# [Task details]
Output the data below in full, character for character.

# [Input data]
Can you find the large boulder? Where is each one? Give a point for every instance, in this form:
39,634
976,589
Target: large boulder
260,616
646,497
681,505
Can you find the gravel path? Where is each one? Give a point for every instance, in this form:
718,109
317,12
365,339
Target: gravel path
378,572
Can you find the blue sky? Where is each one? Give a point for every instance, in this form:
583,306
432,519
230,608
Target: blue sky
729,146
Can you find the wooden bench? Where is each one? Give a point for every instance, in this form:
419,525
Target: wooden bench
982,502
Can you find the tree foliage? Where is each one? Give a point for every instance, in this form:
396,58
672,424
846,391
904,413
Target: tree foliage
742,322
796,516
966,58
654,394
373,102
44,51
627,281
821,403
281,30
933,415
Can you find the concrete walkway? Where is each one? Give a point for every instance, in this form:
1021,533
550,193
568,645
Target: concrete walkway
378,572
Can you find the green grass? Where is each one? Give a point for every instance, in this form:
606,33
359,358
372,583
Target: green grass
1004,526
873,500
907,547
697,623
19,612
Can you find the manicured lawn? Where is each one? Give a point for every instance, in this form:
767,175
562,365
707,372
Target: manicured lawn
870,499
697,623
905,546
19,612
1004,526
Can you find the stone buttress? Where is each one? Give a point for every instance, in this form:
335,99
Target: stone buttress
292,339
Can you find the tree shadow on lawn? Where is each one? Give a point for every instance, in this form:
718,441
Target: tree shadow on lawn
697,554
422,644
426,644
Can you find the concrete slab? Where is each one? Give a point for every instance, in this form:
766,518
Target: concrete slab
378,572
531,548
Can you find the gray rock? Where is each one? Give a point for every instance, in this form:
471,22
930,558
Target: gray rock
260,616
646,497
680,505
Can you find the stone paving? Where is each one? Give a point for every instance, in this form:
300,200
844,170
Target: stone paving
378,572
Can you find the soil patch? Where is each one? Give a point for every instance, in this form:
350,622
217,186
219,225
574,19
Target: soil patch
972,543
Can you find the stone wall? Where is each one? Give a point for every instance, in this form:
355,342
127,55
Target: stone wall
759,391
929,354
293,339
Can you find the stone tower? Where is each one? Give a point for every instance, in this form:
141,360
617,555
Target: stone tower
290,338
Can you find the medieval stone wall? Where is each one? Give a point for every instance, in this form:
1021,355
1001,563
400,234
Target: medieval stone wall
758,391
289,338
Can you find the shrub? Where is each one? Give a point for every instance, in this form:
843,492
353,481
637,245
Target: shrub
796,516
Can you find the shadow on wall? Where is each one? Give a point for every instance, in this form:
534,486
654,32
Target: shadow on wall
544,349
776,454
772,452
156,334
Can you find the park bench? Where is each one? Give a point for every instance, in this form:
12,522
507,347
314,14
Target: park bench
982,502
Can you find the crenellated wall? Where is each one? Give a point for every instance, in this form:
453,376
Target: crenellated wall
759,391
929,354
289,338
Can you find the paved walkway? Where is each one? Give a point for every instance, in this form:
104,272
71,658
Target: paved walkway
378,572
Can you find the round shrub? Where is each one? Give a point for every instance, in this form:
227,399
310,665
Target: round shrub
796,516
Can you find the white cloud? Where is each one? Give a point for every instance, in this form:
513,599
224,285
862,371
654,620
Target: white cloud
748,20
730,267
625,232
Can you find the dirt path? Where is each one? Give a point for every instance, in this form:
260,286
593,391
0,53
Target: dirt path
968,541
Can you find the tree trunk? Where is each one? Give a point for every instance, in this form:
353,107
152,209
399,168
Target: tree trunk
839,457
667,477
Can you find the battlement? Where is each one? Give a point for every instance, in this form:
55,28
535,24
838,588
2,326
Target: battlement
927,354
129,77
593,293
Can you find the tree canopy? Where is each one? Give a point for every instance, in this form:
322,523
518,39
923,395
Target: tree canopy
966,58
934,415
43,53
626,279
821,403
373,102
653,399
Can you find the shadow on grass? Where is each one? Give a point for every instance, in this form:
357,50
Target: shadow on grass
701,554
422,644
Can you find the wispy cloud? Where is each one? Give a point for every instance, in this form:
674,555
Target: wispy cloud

# [Task response]
Can you find the large boulder? Where is each one? Give a point for every instance, in this form:
39,634
976,589
Target: large boulder
260,616
646,497
681,505
Can you find the gravel path? Where is each one? Give a point for every instance, in this form:
718,109
317,12
365,339
Target: gravel path
378,572
Can you find the blue sky? Where is each one? Give a point for every instance, in this form:
583,306
432,519
230,608
Target: blue sky
729,146
Can you find the wooden bench? Where is each one? Give a point for every instance, in this form:
419,525
Target: wooden bench
982,502
Can you find the tree foliage? Where is each one? Give a point for every instance, in this form:
396,58
672,424
846,391
904,413
Target: tree foliage
742,322
796,516
966,58
654,394
373,102
44,51
627,281
821,403
281,30
933,415
Can you find the concrete walkway? Where is each one? Give a point for every instance, in this form:
1021,533
550,193
568,645
Target: concrete walkway
378,572
Can you find the green grass? Where is each one? Give a point for every instance, in this form:
606,33
359,358
372,583
Target: green grass
1004,526
873,500
907,547
697,623
19,612
Can you find the manicured lawn? Where is each one? Give a point for every instance, in this form:
767,175
562,365
707,372
Target: manicured lawn
870,499
697,623
905,546
19,612
1004,526
Can you find the stone buttress? Where is each one? Give a point for every instance, in this form:
335,99
Target: stone buttress
292,339
Can you find the tree shadow on lawn? Where is each one? Give a point for every instance, in this form:
718,441
Target: tree shadow on lawn
697,554
422,644
426,644
Can you find the concrete slab? Where is each one? Give a point for every instance, in this form:
766,518
Target: concrete slab
378,572
531,548
Can you find the gray rock? Where is each one? Give a point for every instance, in this form:
471,22
930,558
Target: gray rock
260,616
646,497
680,505
Can you find the stone paving? Where is each one? Give a point for every instance, in this form:
300,200
844,170
Target: stone paving
378,572
Can you find the soil patch? Where is each one? Give a point for every instance, in this form:
350,622
217,186
219,225
574,19
Target: soil patch
972,543
Can you find the stone wall? Where is each one? Give a point for every instance, in this form:
355,342
127,55
Target: stone wall
759,391
929,354
293,339
Can you find the stone tower? Where is each one? Give a point for every instance, in this form:
141,360
617,555
Target: stone tower
290,338
Can you find the medieval stone wall? Where is each one? Give a point for every instance, in this form:
1021,355
1001,563
400,234
Target: medieval stone wall
758,391
289,338
Can you find the shrub? Where is each one? Give a point for every instance, in this form:
843,492
353,481
637,245
Target: shrub
796,516
Can you find the shadow on wall? Where is each one? Give a point for every instance, in this form:
534,486
654,32
Target: shadow on wall
544,349
776,454
772,452
156,334
Can you find the park bench? Where is each one? Give a point for every instance, in this form:
12,522
507,347
314,14
Target: park bench
982,502
Can you find the crenellated wall? Where is each one? Give a point for every instance, in this form:
453,376
Target: crenellated wall
759,391
929,354
289,338
Can you find the paved walkway? Where is each one? Give a point for every instance, in this form:
104,272
71,658
Target: paved walkway
378,572
Can you find the round shrub? Where is each one? Give a point for every instance, in this form:
227,399
310,665
Target: round shrub
796,516
Can you find the white cloud? Where is each one? Give a point for every instance, in this form:
513,599
224,285
862,371
654,620
Target: white cloud
748,20
730,267
625,232
Can you find the dirt path? Where is each one? Give a point for every instance, in this form:
260,286
593,391
0,53
Target: dirt path
968,541
Can you find the tree trunk? Where is each one? Give a point for every instance, in this form:
353,107
152,209
399,168
Target: tree trunk
839,457
667,477
Can you find the battlement? Where is each one? Give a point for every instance, in this form:
55,28
535,24
838,588
2,326
Target: battlement
927,354
129,77
593,293
Can you find the tree canopy? Where is each one? Give a point for every instance, in this form:
322,523
518,39
923,395
Target: tree canopy
966,58
934,415
43,53
626,279
821,403
373,102
653,399
Can you find the shadow on grass? Where is each one? Give a point for every instance, in this form:
357,50
Target: shadow on grass
701,554
422,644
Can you find the wispy cloud? Where is each one? Give a point for every instance, in this form:
674,555
Target: wispy cloud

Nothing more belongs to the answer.